TASK TO CARRY OUT |
In the review page, what result did the security directorate review record for revision 01?

------ EXERCISE TEXT

Skip to main content

Last Call Review of draft-ietf-pce-rfc7150bis-01

Request Review of draft-ietf-pce-rfc7150bis
Requested revision No specific revision (document currently at 01)
Type Last Call Review
Team Security Area Directorate (secdir)
Deadline 2014-12-24
Requested 2014-12-11
Authors Fatai Zhang , Adrian Farrel
I-D last updated 2015-01-02
Completed reviews Genart Last Call review of -01 by Peter E. Yee
Secdir Last Call review of -01 by Phillip Hallam-Baker
Assignment Reviewer Phillip Hallam-Baker
State Completed
Review review-ietf-pce-rfc7150bis-01-secdir-lc-hallam-baker-2015-01-02
Reviewed revision 01
Result Ready
Completed 2015-01-02
I have reviewed this document as part of the security directorate's ongoing
effort to review all IETF documents being processed by the IESG. These comments
were written primarily for the benefit of the security area directors. Document
editors and WG chairs should treat these comments just like any other last call

The document is making an essentially syntactic modification to an existing
specification so that the suite of specifications applies a uniform approach to
extension syntax.

------------
------ STORED DATA

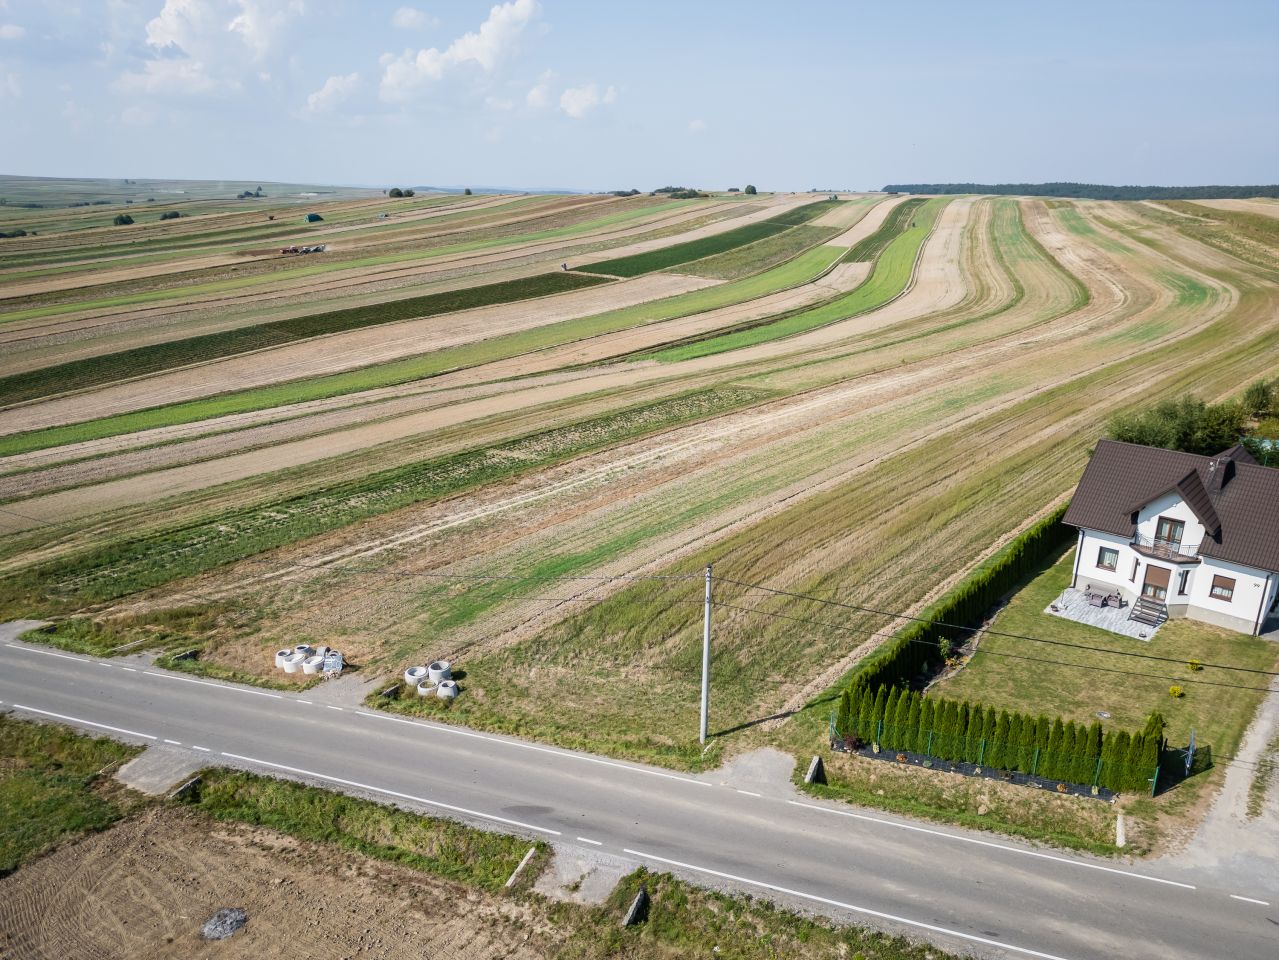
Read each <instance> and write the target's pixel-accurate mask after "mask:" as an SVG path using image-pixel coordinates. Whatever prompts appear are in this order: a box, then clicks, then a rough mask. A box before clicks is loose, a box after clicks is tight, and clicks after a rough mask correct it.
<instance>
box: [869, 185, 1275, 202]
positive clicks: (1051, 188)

------------

TASK SOLUTION |
Ready